(Referring expression data)
···
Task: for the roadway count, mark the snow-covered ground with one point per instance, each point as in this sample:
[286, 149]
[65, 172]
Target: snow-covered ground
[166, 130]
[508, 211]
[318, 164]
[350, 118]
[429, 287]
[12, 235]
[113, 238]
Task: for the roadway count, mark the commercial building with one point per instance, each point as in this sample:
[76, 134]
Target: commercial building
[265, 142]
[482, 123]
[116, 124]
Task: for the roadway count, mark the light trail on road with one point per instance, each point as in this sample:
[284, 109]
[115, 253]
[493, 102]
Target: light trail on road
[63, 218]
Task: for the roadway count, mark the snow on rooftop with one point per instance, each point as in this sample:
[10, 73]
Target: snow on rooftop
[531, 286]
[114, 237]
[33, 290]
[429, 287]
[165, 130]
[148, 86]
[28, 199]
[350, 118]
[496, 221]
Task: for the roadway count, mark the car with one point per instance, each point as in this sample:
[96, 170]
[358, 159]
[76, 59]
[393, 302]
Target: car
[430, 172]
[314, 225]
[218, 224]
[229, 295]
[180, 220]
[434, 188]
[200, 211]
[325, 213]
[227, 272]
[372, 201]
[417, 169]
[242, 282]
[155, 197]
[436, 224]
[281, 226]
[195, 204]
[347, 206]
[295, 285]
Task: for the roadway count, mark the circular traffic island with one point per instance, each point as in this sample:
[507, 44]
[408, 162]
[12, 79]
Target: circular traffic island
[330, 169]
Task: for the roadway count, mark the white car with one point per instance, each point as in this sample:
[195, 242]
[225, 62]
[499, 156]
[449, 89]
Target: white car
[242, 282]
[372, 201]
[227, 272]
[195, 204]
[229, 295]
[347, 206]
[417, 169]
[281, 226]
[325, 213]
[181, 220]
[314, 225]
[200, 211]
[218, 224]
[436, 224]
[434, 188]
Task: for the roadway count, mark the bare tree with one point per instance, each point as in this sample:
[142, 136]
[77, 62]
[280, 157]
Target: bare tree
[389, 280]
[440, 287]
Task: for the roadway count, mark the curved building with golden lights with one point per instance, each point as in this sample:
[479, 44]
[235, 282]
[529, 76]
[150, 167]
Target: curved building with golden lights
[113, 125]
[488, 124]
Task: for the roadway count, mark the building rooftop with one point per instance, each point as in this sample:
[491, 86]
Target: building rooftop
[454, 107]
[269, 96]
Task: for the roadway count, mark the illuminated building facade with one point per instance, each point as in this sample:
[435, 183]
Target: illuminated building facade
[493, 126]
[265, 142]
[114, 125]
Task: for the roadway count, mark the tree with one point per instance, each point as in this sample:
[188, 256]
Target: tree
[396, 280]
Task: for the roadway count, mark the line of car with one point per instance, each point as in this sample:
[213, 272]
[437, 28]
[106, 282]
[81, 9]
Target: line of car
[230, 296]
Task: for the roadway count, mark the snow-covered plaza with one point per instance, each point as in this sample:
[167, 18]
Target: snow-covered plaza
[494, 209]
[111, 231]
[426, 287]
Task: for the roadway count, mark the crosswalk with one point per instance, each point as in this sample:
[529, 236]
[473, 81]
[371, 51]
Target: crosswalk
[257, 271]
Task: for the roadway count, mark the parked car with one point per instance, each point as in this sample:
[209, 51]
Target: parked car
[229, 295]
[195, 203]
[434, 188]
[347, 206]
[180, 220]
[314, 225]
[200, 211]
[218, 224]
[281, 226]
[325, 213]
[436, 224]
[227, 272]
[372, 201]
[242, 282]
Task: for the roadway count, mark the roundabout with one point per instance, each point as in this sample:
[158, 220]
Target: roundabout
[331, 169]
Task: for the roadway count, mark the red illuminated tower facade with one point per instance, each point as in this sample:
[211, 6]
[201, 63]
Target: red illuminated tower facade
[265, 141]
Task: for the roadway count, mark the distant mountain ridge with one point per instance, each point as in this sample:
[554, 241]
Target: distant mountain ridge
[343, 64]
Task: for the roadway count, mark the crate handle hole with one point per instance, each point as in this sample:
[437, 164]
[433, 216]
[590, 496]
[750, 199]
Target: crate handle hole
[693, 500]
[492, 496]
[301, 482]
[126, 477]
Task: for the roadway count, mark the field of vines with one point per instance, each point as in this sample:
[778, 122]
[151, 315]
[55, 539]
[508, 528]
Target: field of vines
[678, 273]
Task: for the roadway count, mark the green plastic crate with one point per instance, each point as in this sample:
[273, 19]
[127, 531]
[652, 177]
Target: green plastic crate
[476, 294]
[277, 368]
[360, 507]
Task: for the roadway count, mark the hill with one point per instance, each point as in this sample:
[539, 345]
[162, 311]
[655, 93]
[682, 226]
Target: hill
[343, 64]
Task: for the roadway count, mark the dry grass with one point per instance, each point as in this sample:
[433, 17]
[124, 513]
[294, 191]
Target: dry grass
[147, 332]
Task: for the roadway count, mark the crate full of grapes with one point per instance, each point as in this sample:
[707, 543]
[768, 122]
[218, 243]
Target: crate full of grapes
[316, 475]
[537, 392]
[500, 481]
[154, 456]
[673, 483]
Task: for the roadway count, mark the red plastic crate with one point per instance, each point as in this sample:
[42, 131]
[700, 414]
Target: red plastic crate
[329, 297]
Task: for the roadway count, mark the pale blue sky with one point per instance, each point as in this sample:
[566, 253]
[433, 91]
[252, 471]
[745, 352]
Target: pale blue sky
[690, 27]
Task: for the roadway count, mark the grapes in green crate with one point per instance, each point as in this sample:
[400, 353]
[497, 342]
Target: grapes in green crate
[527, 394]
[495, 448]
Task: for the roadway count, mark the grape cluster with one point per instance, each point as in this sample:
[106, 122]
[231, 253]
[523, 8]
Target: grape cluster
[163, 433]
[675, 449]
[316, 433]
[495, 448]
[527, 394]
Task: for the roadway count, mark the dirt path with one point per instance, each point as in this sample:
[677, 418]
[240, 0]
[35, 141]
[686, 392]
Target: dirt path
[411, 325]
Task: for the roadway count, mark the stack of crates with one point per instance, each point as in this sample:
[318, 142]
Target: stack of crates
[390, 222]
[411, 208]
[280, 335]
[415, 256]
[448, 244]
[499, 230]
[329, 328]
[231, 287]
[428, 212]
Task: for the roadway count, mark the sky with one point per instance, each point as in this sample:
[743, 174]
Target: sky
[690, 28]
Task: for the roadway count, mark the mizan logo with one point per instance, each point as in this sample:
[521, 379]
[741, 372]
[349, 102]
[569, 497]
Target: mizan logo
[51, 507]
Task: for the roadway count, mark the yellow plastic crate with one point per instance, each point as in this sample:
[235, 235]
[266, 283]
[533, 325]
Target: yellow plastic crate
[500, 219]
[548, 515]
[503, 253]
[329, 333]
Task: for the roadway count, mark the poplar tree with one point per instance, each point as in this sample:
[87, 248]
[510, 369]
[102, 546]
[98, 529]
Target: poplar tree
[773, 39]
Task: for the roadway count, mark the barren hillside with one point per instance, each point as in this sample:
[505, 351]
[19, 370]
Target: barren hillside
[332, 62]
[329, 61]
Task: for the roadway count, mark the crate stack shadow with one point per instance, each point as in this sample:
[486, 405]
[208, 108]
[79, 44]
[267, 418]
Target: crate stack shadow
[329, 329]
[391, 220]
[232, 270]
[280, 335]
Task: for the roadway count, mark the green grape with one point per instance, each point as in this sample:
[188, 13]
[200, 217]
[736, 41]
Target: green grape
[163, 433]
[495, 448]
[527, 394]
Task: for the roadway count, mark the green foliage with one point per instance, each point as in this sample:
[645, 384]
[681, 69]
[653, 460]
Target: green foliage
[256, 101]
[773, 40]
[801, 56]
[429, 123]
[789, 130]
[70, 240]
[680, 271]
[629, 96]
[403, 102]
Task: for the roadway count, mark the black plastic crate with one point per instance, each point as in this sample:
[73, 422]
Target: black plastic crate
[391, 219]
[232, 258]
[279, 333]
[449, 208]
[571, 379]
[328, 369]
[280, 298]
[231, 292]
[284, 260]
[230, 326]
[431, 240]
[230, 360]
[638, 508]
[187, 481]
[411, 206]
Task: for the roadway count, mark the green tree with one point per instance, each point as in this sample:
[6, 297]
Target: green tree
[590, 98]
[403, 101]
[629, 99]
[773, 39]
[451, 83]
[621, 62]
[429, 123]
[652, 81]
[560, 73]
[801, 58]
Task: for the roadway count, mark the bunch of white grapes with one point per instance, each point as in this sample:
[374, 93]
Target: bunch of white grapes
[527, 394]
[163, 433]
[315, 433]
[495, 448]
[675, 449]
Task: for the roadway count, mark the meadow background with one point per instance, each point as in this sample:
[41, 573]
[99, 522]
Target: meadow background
···
> [Work instructions]: Look through the entries and return every line where "meadow" appears.

> [Answer space]:
Task: for the roadway count, mark the meadow background with one point per instance, each point as in this sample:
Target: meadow background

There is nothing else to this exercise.